### To be done
Return, word for word, the part of the forum thread on bahiagrass hay that opens with the words containing "Look deep into" and closes with "right fertilization schedule.....".

### Quoted passage
Look deep into that Baha'i and see if you see any Bermuda. If there is some, don't be afraid to kill it with Pastora or cimirron plus, follow directions on label. If there is not any, none at all, you could cut tops off of your existing stand and spread them into the area that was eradicated and run over with a harrow with the discs straight (or a coulter if you can get one) the grass must be cut and put immediately onto the bare spots, preferably before a rain and disced in......copious amounts of N to follow.....that 30 acre field will yield a lot of hay given the right fertilization schedule.....


----------



## luke strawwalker (Jul 31, 2014)

somedevildawg said:


> I suppose you could but seed ain't cheap....why would you want to "bite the grass back"? I'd prefer to get rid of the Baha'i, but I understand what you're saying about the production.....it depends on how long this field will be yours....you have a lease? Ain't much production in Baha'i btw


Exactly...

Used to bale a lot of bahia (FYI Bah'ai is a religion, a faith LOL) for a friend of mine... Bahia is a great grazing grass for cows (grows practically anywhere and the nutrient needs are low, but the nutritional value of the grass is also pretty low, from what I recall, as is digestibility) but it's a pretty sorry hay grass... I'd go scout his fields out before a cutting, and think "wow, this field is gonna make a LOT of hay...". It'd be nearly waist high and thick as hair on a dog's back, and then I'd come cut it... it'd leave a nice big knee high and 3 foot wide windrow behind my 7.5 foot Zweegers drum mower (which windrows everything due to the twin-cutter drum design) and I'd think "yep, this field will make a lotta hay!" and then the next day I'd come to rake... (in our 90-100 degree summer temps, the next morning after cutting the hay would be "wilted flat" at 50% moisture and ready to rake). Those mower windrows that were SO impressive the day before, would look about 2 feet wide and *MAYBE* a foot tall that next day... Still, fall in with the rake and get after it, and roll up a nice big windrow off the end of the rolabar rake and you'd still be thinking, "this field is gonna make a lot of hay!" Give it 24 hours of hot sun and dry wind to dry, and you pull in ready to bale, and find those nice big 2-3 foot high windrows 4-5 foot wide that you rolled off the end of the rake had shrunk down overnight to about a foot high AGAIN and looked maybe 3 feet wide... Fall in and start baling, and you'd roll, and roll, and roll, and roll... look back and the bale seemed to take forever to get to size... wrap it in twine and spit it out, and it'd look good, but when you finished the field, seemed like there were only half as many of them as you thought it would be in any other type of grass... The stuff just seems to shrink TERRIBLY as it dries down. Then, to top it all off, one year I was feeding out some leftover soybean hay I'd made in a drought-- got kinda weedy and wasn't very good hay at all, and it was two years old and I was basically feeding it out to get rid of it... and the cows would leave the NEW bahiagrass bales I'd unrolled, which had a bright green color and smelled wonderful, to RUN to go eat 2 year old musty, dusty, weedy, soybean hay...

I don't even want any bahia on the place anymore, though we have some volunteer... I'd NEVER plant that crap. IF I were doing a bermudagrass field, I'd burn the stuff down and kill it out (the roots/rhizomes are particularly strong on bahia and it takes more than one shot of RU to get rid of it for sure... other chemicals are probably better suited (Pastora?) but cost more of course.) Then seed or sprig your bermuda (what variety you planting??) and go from there...

### Provided records
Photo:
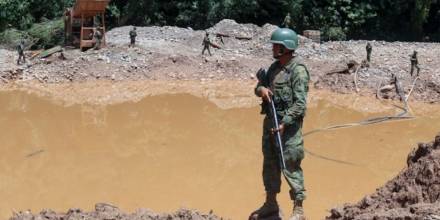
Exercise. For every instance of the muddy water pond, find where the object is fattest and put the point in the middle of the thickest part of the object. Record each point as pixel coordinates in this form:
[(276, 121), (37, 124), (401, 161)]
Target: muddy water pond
[(171, 151)]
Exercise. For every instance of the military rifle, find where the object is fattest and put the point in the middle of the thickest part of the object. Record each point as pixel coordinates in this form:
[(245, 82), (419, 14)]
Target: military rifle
[(261, 76)]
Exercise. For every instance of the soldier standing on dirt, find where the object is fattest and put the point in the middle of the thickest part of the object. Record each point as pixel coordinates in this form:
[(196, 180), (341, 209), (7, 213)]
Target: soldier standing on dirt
[(206, 44), (286, 84), (20, 50), (414, 63), (133, 35), (97, 37), (287, 23), (220, 37), (369, 48)]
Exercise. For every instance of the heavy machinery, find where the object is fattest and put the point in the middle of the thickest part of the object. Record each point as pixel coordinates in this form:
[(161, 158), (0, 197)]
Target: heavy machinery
[(82, 20)]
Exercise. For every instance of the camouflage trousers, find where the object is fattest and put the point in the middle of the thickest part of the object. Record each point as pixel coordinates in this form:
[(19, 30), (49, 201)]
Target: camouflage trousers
[(293, 154)]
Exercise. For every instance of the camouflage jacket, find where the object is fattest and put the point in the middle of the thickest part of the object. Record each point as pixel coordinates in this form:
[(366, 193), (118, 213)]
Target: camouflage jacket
[(289, 85)]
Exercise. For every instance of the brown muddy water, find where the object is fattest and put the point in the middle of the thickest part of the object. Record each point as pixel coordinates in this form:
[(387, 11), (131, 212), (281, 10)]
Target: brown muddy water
[(171, 151)]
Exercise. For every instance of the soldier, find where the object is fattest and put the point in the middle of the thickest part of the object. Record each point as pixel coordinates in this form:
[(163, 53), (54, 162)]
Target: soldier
[(286, 84), (287, 21), (414, 63), (206, 44), (220, 37), (369, 48), (97, 35), (133, 35), (20, 50)]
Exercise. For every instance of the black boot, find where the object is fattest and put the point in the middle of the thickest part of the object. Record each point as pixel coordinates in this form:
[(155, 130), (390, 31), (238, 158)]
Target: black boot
[(269, 208)]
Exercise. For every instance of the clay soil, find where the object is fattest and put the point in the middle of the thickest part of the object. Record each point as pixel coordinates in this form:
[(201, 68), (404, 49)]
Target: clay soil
[(413, 194)]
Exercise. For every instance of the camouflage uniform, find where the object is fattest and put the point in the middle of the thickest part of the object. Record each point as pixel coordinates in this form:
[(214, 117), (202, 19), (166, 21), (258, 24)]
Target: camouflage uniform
[(414, 63), (369, 48), (290, 87), (206, 44), (133, 35), (98, 37), (20, 50)]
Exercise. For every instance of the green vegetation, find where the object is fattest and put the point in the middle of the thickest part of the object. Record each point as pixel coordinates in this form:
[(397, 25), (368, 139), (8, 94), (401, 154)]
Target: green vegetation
[(337, 19)]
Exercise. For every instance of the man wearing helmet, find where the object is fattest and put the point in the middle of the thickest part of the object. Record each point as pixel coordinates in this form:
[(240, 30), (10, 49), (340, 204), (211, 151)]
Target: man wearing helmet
[(286, 84)]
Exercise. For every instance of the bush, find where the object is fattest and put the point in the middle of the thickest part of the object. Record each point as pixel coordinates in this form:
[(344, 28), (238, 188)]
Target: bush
[(10, 38), (335, 33)]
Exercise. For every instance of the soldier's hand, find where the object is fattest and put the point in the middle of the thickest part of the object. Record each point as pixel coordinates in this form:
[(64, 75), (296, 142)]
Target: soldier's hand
[(280, 129), (266, 94)]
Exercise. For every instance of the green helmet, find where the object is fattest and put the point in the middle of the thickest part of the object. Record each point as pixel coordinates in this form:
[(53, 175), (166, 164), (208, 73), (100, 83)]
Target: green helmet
[(286, 37)]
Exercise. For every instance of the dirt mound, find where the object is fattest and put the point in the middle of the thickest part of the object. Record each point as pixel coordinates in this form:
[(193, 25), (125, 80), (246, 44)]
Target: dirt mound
[(413, 194), (173, 53), (105, 211)]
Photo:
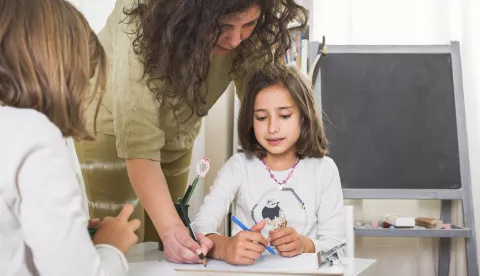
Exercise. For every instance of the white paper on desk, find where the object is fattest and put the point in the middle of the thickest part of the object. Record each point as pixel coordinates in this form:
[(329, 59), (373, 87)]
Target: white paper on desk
[(268, 264)]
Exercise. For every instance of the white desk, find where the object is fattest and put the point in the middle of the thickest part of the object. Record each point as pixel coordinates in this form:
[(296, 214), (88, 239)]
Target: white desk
[(140, 255)]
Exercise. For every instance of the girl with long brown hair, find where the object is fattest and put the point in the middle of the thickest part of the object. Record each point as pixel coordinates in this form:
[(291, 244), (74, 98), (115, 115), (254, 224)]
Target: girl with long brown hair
[(170, 61)]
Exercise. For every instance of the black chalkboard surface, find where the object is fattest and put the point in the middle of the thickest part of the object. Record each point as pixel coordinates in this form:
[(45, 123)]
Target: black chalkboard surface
[(391, 120)]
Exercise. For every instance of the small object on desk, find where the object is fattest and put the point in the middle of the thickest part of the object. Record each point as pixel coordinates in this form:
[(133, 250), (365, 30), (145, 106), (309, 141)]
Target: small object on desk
[(330, 257), (429, 223), (245, 228), (92, 232), (398, 221)]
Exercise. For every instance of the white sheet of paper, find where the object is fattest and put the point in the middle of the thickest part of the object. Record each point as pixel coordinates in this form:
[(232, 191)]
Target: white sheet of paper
[(268, 264)]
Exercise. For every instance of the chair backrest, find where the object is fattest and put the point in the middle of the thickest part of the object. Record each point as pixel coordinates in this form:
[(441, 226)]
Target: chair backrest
[(349, 249)]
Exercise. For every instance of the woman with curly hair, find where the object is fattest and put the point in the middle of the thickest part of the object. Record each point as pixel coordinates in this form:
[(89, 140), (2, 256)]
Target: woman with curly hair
[(170, 61)]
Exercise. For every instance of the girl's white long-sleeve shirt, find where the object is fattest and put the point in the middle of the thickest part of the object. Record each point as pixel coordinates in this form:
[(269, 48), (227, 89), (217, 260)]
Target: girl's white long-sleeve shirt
[(311, 200), (43, 221)]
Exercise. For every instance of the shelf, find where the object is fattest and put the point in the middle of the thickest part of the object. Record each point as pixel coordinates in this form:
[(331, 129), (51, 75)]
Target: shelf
[(455, 232)]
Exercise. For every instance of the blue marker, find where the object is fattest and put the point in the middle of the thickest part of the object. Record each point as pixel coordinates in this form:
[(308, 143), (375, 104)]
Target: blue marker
[(237, 222)]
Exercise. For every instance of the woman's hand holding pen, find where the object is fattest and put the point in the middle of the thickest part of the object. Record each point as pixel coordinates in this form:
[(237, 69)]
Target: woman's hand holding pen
[(289, 243), (179, 247), (245, 247)]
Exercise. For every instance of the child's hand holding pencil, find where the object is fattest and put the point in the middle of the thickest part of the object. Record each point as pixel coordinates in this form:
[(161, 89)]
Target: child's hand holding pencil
[(246, 246)]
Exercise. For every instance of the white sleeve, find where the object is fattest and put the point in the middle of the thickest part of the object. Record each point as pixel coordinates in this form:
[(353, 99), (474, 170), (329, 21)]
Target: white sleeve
[(217, 202), (330, 214), (53, 222)]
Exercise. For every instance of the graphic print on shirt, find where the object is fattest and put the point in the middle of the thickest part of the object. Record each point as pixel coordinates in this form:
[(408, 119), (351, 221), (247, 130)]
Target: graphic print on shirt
[(273, 214), (278, 207)]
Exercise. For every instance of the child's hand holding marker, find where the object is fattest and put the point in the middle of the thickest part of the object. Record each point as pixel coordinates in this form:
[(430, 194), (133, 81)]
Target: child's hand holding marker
[(246, 246)]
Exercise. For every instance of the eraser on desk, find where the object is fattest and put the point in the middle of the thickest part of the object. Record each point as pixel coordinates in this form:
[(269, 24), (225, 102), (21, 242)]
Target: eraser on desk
[(399, 221), (429, 223)]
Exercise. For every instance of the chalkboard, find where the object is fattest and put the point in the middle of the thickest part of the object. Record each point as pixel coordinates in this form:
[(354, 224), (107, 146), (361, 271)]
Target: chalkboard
[(390, 119)]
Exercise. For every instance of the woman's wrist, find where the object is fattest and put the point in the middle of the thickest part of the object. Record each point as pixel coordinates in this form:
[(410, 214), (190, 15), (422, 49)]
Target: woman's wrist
[(308, 246), (220, 243)]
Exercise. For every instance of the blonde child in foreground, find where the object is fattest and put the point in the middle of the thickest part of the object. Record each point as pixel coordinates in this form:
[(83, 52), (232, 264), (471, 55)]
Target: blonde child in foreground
[(282, 184), (47, 55)]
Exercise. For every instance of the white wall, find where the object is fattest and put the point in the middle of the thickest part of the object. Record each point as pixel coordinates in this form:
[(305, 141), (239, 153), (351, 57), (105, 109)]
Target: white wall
[(410, 22)]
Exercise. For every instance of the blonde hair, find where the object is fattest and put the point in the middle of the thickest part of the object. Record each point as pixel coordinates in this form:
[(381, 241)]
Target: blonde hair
[(48, 53)]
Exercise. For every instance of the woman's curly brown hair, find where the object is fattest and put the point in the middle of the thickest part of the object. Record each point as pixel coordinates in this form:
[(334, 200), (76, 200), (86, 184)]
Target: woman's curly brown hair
[(174, 40)]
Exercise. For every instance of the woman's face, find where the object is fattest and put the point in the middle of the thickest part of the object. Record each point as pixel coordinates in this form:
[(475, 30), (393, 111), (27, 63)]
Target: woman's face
[(236, 28)]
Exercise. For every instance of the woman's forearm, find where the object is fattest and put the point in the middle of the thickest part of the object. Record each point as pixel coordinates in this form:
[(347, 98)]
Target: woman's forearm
[(217, 251), (151, 187)]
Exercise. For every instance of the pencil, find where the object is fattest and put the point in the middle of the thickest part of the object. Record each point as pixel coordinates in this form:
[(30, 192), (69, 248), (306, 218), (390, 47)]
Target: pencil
[(202, 257), (237, 222)]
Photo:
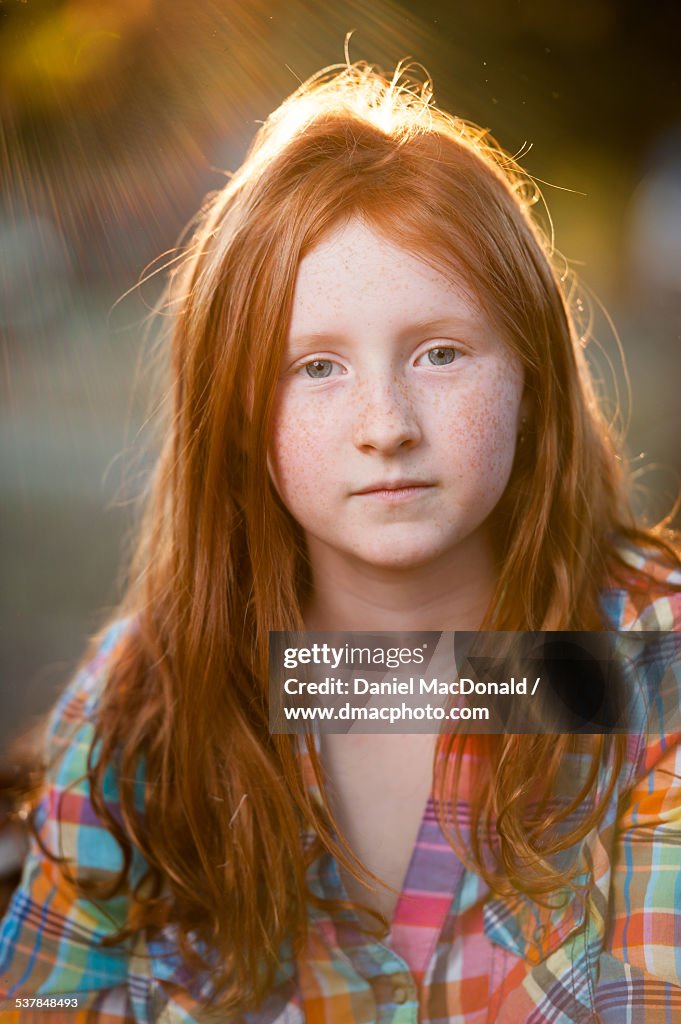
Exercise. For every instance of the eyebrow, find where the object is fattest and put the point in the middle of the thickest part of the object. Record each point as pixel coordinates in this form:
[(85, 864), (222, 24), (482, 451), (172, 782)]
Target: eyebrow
[(448, 324)]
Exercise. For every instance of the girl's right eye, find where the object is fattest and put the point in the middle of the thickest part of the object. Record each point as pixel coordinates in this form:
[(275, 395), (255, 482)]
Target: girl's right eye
[(318, 369)]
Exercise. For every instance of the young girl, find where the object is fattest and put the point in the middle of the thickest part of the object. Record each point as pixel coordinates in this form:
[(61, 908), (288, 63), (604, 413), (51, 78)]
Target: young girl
[(381, 420)]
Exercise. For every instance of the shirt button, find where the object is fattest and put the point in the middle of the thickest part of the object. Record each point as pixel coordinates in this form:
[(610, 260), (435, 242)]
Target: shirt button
[(399, 994)]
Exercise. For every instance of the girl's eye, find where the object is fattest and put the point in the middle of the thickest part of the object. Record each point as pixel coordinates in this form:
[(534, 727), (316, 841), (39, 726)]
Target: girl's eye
[(318, 369), (439, 356)]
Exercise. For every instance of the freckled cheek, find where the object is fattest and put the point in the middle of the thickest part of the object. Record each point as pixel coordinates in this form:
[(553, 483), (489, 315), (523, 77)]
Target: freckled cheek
[(301, 456), (481, 434)]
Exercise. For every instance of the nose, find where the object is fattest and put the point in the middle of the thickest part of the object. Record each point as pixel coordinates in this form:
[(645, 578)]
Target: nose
[(385, 418)]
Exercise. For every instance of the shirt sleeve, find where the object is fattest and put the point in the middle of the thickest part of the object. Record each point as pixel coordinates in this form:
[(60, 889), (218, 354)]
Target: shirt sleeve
[(49, 938), (641, 967)]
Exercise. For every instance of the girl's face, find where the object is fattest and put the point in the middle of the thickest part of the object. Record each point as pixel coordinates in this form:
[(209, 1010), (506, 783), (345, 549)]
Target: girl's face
[(397, 408)]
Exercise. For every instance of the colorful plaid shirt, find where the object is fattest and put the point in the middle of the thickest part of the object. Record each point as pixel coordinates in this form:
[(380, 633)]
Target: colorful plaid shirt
[(609, 952)]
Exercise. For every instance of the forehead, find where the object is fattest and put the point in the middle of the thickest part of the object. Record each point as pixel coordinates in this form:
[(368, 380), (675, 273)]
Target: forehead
[(356, 273)]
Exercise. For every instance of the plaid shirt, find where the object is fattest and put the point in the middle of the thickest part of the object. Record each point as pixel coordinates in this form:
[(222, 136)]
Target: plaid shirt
[(454, 954)]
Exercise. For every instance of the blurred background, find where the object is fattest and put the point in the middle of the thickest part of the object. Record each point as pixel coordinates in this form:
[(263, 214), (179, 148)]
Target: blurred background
[(118, 116)]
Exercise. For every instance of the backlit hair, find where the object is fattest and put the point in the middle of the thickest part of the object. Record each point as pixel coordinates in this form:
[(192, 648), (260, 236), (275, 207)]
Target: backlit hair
[(220, 561)]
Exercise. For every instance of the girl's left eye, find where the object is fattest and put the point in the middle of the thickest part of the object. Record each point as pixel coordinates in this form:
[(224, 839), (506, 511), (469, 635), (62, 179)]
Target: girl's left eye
[(318, 369), (440, 355)]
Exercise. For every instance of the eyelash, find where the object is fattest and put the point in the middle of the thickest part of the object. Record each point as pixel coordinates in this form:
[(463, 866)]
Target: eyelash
[(435, 348)]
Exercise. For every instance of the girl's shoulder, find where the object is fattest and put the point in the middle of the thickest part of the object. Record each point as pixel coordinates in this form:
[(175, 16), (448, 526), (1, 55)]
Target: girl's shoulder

### Response to this task
Look deep into that Baha'i and see if you see any Bermuda. If there is some, don't be afraid to kill it with Pastora or cimirron plus, follow directions on label. If there is not any, none at all, you could cut tops off of your existing stand and spread them into the area that was eradicated and run over with a harrow with the discs straight (or a coulter if you can get one) the grass must be cut and put immediately onto the bare spots, preferably before a rain and disced in......copious amounts of N to follow.....that 30 acre field will yield a lot of hay given the right fertilization schedule.....